===== TEXTE ÉTUDIÉ =====

L’héroïne détruit des vies au Kenya. Autrefois, cette drogue qui ne faisait que transiter par ce pays d’Afrique de l’Est en direction de l’Europe et de l’Amérique, est aujourd’hui répandue à la vente sur tout le territoire national – alimentant une dépendance locale.

Les consommateurs sont pourtant conscients des risques encourus.

Un groupe de cinq hommes est accroupi dans un bâtiment en ruine sur l’île de Lamu, au large des côtes du Kenya.

Quelques sachets d’héroïne préparée à la hâte puis la poudre est vidée dans du papier à rouler avec ce qui s’apparente à du tabac.

L’un d’eux s’allume et tire une grande bouffée de cette puissante concoction avant de la passer aux autres, dont Mohamed Tai, pour qu’ils la fument.

===== EXTRAIT DES DONNÉES =====

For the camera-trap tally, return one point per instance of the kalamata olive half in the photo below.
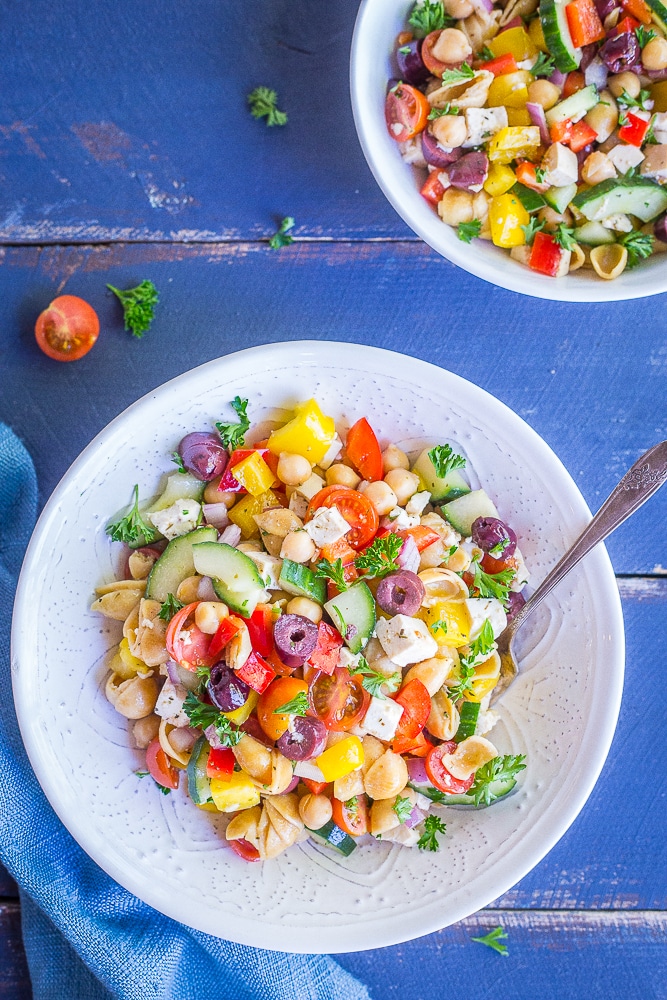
(203, 455)
(295, 638)
(493, 536)
(400, 593)
(226, 689)
(306, 738)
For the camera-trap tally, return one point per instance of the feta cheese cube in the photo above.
(327, 526)
(183, 516)
(405, 640)
(382, 718)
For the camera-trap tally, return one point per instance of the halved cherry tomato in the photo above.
(363, 450)
(339, 700)
(440, 776)
(67, 329)
(186, 643)
(244, 849)
(406, 112)
(351, 816)
(357, 510)
(159, 767)
(278, 693)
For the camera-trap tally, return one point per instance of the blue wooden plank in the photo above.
(591, 380)
(159, 143)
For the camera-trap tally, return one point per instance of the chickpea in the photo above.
(297, 546)
(394, 458)
(403, 483)
(450, 130)
(597, 167)
(315, 811)
(626, 81)
(293, 469)
(305, 607)
(342, 475)
(451, 46)
(544, 92)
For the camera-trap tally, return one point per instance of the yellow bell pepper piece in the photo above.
(309, 433)
(254, 474)
(240, 792)
(499, 180)
(341, 758)
(515, 42)
(243, 512)
(506, 217)
(513, 141)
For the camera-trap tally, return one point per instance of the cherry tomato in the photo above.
(440, 776)
(353, 819)
(158, 764)
(67, 328)
(363, 451)
(406, 112)
(186, 643)
(244, 849)
(279, 692)
(357, 510)
(339, 700)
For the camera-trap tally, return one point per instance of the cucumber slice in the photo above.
(355, 607)
(332, 836)
(557, 36)
(176, 563)
(635, 195)
(235, 578)
(199, 786)
(299, 580)
(462, 512)
(560, 198)
(448, 488)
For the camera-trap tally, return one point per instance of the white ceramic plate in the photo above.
(561, 711)
(378, 23)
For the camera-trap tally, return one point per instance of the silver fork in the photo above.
(645, 477)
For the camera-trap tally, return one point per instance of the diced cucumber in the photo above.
(176, 563)
(462, 512)
(235, 578)
(560, 198)
(531, 200)
(468, 715)
(574, 107)
(199, 786)
(635, 195)
(441, 488)
(557, 35)
(354, 607)
(593, 234)
(299, 580)
(332, 836)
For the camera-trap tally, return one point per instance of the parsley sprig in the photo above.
(138, 306)
(233, 435)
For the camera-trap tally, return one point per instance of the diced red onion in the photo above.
(539, 118)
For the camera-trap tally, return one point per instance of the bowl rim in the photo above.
(385, 930)
(408, 204)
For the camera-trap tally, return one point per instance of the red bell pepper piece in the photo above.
(256, 672)
(545, 256)
(325, 655)
(220, 763)
(634, 132)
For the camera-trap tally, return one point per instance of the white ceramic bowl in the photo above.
(561, 711)
(378, 24)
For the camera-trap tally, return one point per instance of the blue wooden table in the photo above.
(127, 152)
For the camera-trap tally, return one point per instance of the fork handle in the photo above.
(638, 484)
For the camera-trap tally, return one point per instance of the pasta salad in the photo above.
(308, 634)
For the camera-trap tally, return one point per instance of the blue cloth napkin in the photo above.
(87, 938)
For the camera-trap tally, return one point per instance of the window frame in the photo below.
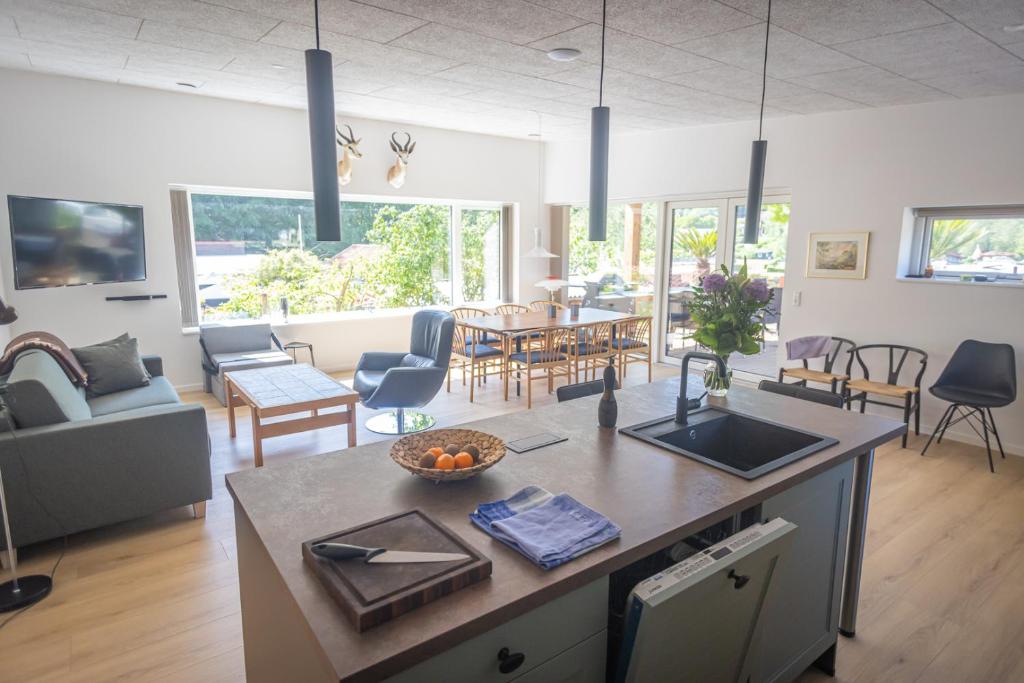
(921, 243)
(185, 249)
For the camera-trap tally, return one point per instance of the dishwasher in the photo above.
(696, 620)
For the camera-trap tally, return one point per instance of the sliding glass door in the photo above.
(699, 237)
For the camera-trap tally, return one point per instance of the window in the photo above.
(981, 244)
(251, 253)
(616, 273)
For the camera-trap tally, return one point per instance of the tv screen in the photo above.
(57, 243)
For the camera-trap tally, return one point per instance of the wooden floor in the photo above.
(157, 599)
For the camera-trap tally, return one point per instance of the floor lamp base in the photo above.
(30, 591)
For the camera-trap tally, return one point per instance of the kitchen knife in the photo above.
(341, 551)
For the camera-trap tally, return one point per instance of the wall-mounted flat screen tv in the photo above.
(58, 243)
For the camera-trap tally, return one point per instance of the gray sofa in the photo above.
(74, 463)
(229, 347)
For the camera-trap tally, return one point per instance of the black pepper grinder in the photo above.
(607, 409)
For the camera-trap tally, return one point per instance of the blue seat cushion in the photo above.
(584, 349)
(482, 351)
(538, 356)
(367, 381)
(485, 338)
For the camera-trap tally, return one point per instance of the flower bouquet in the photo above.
(729, 311)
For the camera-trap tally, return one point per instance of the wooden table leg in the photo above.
(257, 437)
(228, 392)
(351, 426)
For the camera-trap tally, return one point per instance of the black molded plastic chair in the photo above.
(802, 392)
(839, 347)
(570, 391)
(979, 377)
(910, 393)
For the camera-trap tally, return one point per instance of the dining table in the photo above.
(514, 324)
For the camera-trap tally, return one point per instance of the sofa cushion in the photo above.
(40, 393)
(414, 360)
(226, 363)
(113, 366)
(158, 392)
(231, 338)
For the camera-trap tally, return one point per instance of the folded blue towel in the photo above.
(548, 529)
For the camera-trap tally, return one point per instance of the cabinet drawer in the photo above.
(583, 664)
(539, 635)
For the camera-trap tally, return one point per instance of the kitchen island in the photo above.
(294, 631)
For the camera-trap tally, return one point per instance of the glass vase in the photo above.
(716, 383)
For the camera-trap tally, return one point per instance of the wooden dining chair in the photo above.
(542, 305)
(462, 312)
(511, 308)
(469, 352)
(589, 347)
(633, 343)
(908, 392)
(544, 360)
(828, 374)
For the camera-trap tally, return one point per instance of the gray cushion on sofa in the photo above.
(40, 393)
(246, 359)
(113, 366)
(226, 338)
(158, 392)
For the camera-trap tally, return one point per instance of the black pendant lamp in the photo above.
(759, 153)
(323, 144)
(599, 117)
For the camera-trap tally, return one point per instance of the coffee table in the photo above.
(285, 390)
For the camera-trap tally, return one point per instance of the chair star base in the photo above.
(400, 422)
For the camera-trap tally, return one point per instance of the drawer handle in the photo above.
(509, 660)
(738, 580)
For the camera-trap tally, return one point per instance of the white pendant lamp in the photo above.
(759, 154)
(539, 251)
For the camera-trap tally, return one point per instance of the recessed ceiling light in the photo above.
(563, 53)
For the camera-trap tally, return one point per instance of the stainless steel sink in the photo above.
(743, 445)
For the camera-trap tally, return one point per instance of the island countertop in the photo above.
(657, 498)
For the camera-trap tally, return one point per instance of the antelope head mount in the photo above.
(396, 174)
(349, 151)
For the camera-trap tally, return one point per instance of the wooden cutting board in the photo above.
(374, 593)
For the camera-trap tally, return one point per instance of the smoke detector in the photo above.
(563, 53)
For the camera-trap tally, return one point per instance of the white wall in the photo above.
(84, 139)
(851, 171)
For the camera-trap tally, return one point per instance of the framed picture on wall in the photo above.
(841, 255)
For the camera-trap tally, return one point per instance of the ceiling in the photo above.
(481, 65)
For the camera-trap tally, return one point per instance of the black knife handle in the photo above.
(341, 551)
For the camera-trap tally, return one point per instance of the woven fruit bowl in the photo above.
(409, 452)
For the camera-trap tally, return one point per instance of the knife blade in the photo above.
(341, 551)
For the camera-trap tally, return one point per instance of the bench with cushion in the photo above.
(74, 463)
(226, 347)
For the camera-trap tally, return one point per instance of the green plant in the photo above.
(416, 256)
(949, 237)
(701, 244)
(728, 309)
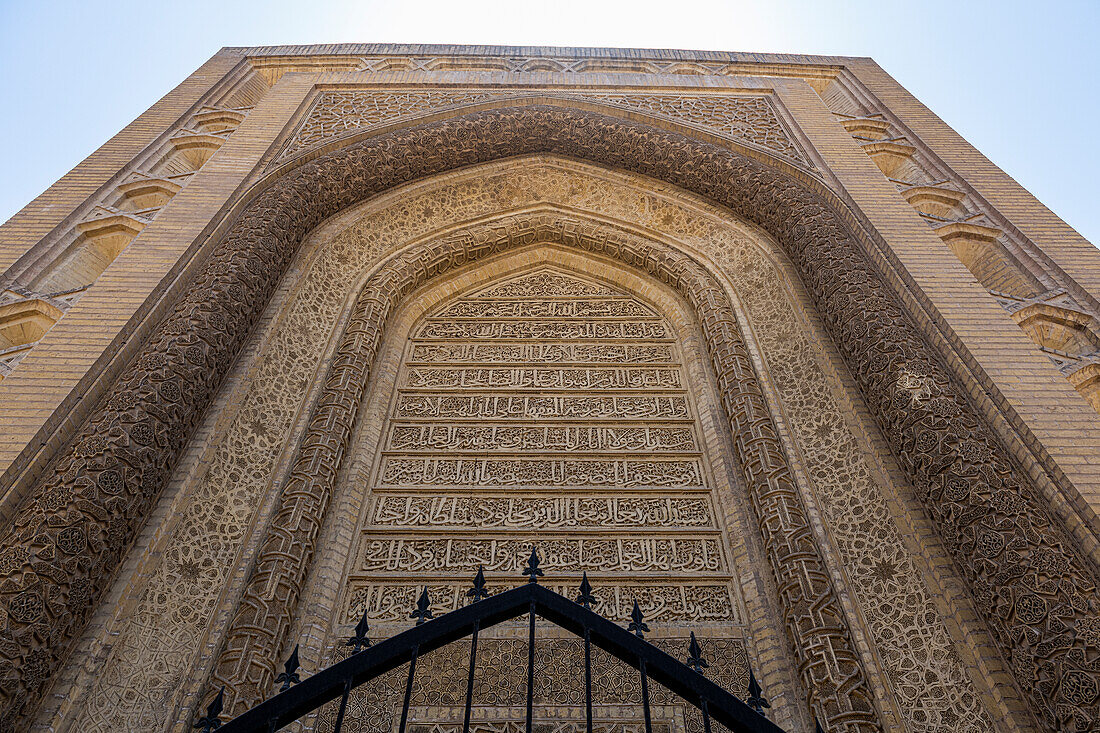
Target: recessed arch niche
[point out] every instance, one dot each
(895, 361)
(601, 440)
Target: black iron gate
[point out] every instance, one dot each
(298, 699)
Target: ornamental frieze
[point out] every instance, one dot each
(415, 471)
(609, 378)
(574, 308)
(463, 557)
(677, 600)
(536, 329)
(749, 119)
(656, 438)
(618, 353)
(540, 512)
(498, 406)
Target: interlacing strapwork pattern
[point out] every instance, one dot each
(748, 119)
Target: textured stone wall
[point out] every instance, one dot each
(1025, 576)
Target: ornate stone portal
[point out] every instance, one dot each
(719, 367)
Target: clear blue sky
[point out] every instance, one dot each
(1018, 79)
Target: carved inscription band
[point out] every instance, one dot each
(68, 537)
(829, 665)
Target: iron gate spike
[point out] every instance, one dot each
(360, 641)
(289, 674)
(479, 591)
(695, 659)
(757, 701)
(296, 701)
(586, 599)
(637, 624)
(211, 721)
(422, 612)
(531, 570)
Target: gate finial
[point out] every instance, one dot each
(479, 591)
(289, 674)
(360, 641)
(585, 599)
(211, 721)
(637, 625)
(531, 570)
(757, 701)
(695, 659)
(422, 612)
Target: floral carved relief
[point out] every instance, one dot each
(1035, 593)
(747, 119)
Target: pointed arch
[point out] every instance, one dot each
(1037, 594)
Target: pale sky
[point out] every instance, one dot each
(1016, 78)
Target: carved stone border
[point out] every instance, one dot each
(827, 660)
(75, 528)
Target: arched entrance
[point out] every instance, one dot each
(921, 412)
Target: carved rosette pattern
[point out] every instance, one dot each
(827, 660)
(1035, 593)
(744, 118)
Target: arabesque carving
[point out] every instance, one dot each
(746, 118)
(969, 483)
(829, 665)
(157, 644)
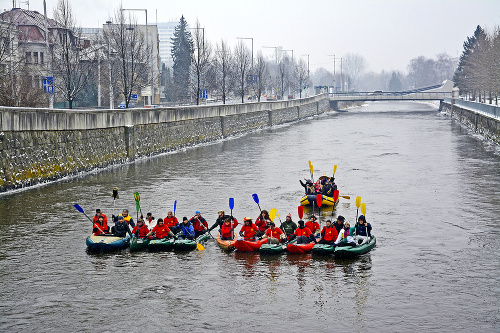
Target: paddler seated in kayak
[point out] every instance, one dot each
(100, 226)
(220, 220)
(262, 222)
(120, 228)
(363, 230)
(150, 221)
(314, 227)
(140, 230)
(227, 229)
(172, 222)
(346, 236)
(186, 229)
(99, 213)
(200, 225)
(329, 234)
(302, 233)
(308, 186)
(289, 227)
(160, 231)
(274, 235)
(249, 230)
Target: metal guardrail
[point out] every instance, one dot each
(475, 106)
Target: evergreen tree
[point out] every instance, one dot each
(182, 51)
(395, 83)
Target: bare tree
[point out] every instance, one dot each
(223, 67)
(200, 60)
(242, 62)
(131, 62)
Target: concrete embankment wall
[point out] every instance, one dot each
(481, 118)
(38, 145)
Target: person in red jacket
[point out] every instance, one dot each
(329, 234)
(303, 234)
(160, 231)
(262, 222)
(140, 230)
(99, 213)
(274, 235)
(100, 226)
(172, 222)
(227, 228)
(199, 224)
(248, 230)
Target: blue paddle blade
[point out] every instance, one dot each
(255, 198)
(78, 208)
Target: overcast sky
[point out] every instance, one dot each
(388, 33)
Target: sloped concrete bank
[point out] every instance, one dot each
(481, 118)
(38, 145)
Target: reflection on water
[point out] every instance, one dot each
(431, 192)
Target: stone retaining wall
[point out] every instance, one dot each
(38, 145)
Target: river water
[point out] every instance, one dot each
(431, 190)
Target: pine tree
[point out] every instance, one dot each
(182, 50)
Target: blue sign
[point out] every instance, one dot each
(48, 85)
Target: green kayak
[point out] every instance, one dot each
(323, 249)
(138, 244)
(164, 244)
(352, 251)
(188, 244)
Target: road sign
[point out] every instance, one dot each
(48, 85)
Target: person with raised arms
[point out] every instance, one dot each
(363, 230)
(249, 230)
(262, 222)
(289, 227)
(140, 230)
(160, 231)
(346, 236)
(227, 228)
(172, 222)
(302, 233)
(329, 234)
(186, 229)
(274, 235)
(199, 224)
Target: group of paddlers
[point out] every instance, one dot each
(324, 185)
(339, 233)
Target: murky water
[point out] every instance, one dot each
(432, 195)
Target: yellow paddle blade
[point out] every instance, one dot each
(272, 214)
(358, 202)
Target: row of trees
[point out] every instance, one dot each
(478, 72)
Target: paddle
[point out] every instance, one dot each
(80, 209)
(137, 198)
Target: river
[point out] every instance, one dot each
(432, 195)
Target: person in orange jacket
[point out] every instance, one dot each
(329, 234)
(160, 230)
(248, 230)
(302, 233)
(274, 235)
(100, 227)
(227, 228)
(140, 230)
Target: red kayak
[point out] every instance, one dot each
(300, 248)
(248, 245)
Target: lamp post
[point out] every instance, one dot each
(147, 47)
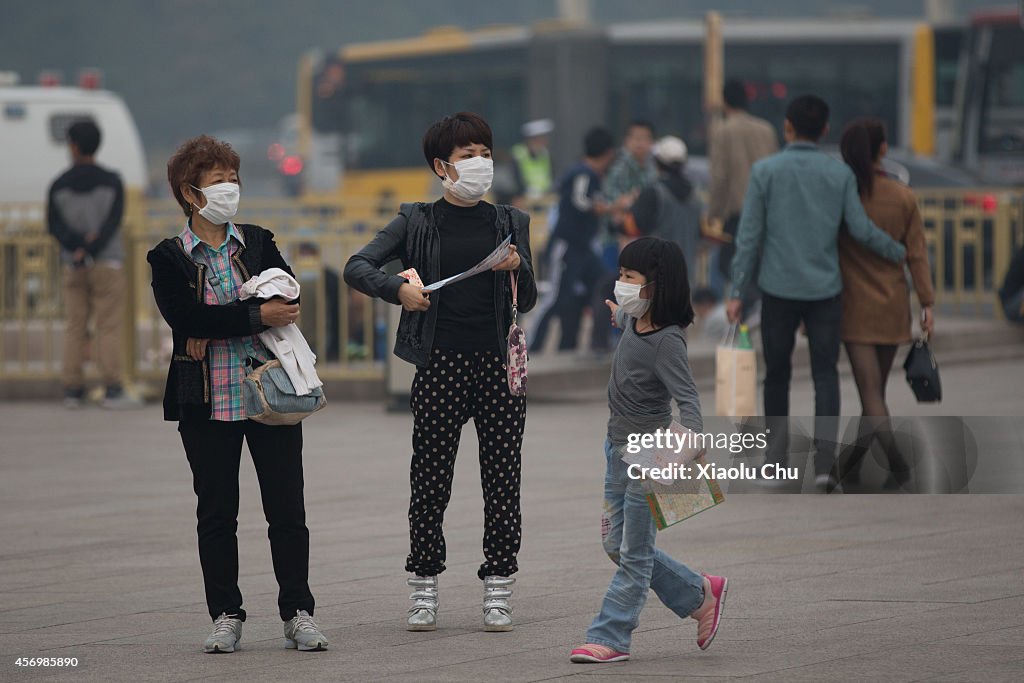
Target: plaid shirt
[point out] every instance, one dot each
(226, 369)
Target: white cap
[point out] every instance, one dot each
(538, 127)
(670, 150)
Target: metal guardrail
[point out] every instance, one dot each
(971, 235)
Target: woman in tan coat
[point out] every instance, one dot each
(876, 298)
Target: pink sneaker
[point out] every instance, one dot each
(592, 653)
(709, 614)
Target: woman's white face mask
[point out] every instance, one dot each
(221, 202)
(628, 298)
(475, 176)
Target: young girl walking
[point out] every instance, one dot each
(649, 370)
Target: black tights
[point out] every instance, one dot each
(871, 364)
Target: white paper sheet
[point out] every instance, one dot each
(493, 259)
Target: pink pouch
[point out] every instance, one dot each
(516, 347)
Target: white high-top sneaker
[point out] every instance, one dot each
(225, 636)
(497, 610)
(423, 613)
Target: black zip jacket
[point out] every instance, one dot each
(412, 239)
(178, 286)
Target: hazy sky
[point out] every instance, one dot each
(189, 66)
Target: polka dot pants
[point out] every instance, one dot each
(453, 388)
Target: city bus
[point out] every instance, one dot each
(361, 110)
(990, 98)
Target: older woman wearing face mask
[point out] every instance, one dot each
(215, 345)
(456, 338)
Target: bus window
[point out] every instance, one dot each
(1003, 115)
(390, 103)
(660, 84)
(947, 49)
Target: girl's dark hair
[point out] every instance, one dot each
(860, 144)
(662, 262)
(458, 130)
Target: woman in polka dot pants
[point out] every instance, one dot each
(456, 338)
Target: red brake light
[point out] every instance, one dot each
(291, 166)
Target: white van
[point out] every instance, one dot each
(34, 123)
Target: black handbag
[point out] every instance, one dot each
(923, 373)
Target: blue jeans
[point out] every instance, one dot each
(628, 535)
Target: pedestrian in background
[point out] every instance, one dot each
(215, 346)
(84, 209)
(632, 171)
(876, 301)
(668, 208)
(788, 232)
(574, 266)
(735, 142)
(456, 339)
(649, 371)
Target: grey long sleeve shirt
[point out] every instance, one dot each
(648, 372)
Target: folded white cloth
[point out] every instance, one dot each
(287, 343)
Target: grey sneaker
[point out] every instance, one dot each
(225, 636)
(301, 633)
(423, 613)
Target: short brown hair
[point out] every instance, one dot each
(458, 130)
(193, 159)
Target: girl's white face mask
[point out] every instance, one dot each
(628, 298)
(475, 175)
(221, 202)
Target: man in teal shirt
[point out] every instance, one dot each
(796, 202)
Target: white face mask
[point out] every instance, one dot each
(221, 202)
(475, 175)
(628, 298)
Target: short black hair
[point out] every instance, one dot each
(640, 123)
(662, 261)
(458, 130)
(809, 116)
(705, 295)
(84, 135)
(598, 141)
(734, 94)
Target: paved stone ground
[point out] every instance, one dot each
(97, 561)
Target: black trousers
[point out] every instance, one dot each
(453, 388)
(779, 322)
(214, 451)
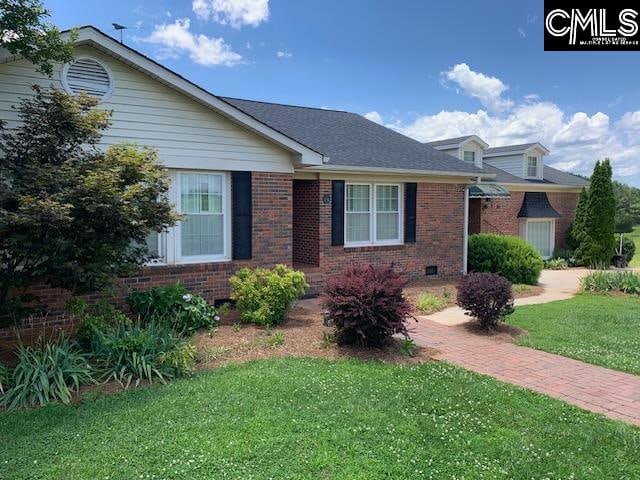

=====

ENSEMBLE DE TÂCHES:
a - D’après le texte sur l’héroïne au Kenya, où se trouve le groupe de cinq hommes ?
b - Poursuivez le texte sur l’héroïne au Kenya à partir de sa dernière phrase.

RÉSULTATS DES TÂCHES:
a - Il est accroupi dans un bâtiment en ruine sur l’île de Lamu, au large des côtes du Kenya.

b -
« C’est une très mauvaise dépendance », explique Tai.

« Elle vous met en transe et vous ne vous comprenez plus. Le temps passe et vous êtes juste là. Vous ne pensez pas », ajoute-t-il.

Tai fait partie des toxicomanes de plus en plus nombreux sur la côte kényane, victimes d’un trafic illicite qui passe par cette partie du monde.

« Nous avons ce que nous appelons la route du sud, qui est la route la plus longue depuis les champs de production d’héroïne en Afghanistan », explique Boniface Wilunda, responsable de la gestion des programmes aux Nations unies contre la drogue et le crime (UNDOC).

« Les trafiquants trafiquent l’héroïne depuis l’Afghanistan, en passant par la côte est jusqu’à l’océan Indien, en descendant jusqu’en Afrique australe, puis en passant par la côte ouest de l’Afrique pour essayer d’atteindre les marchés des Amériques et de l’Europe », ajoute-t-il.

Selon lui, le Kenya était autrefois considéré comme une région de transit plutôt que comme une destination pour les drogues, mais les choses ont changé.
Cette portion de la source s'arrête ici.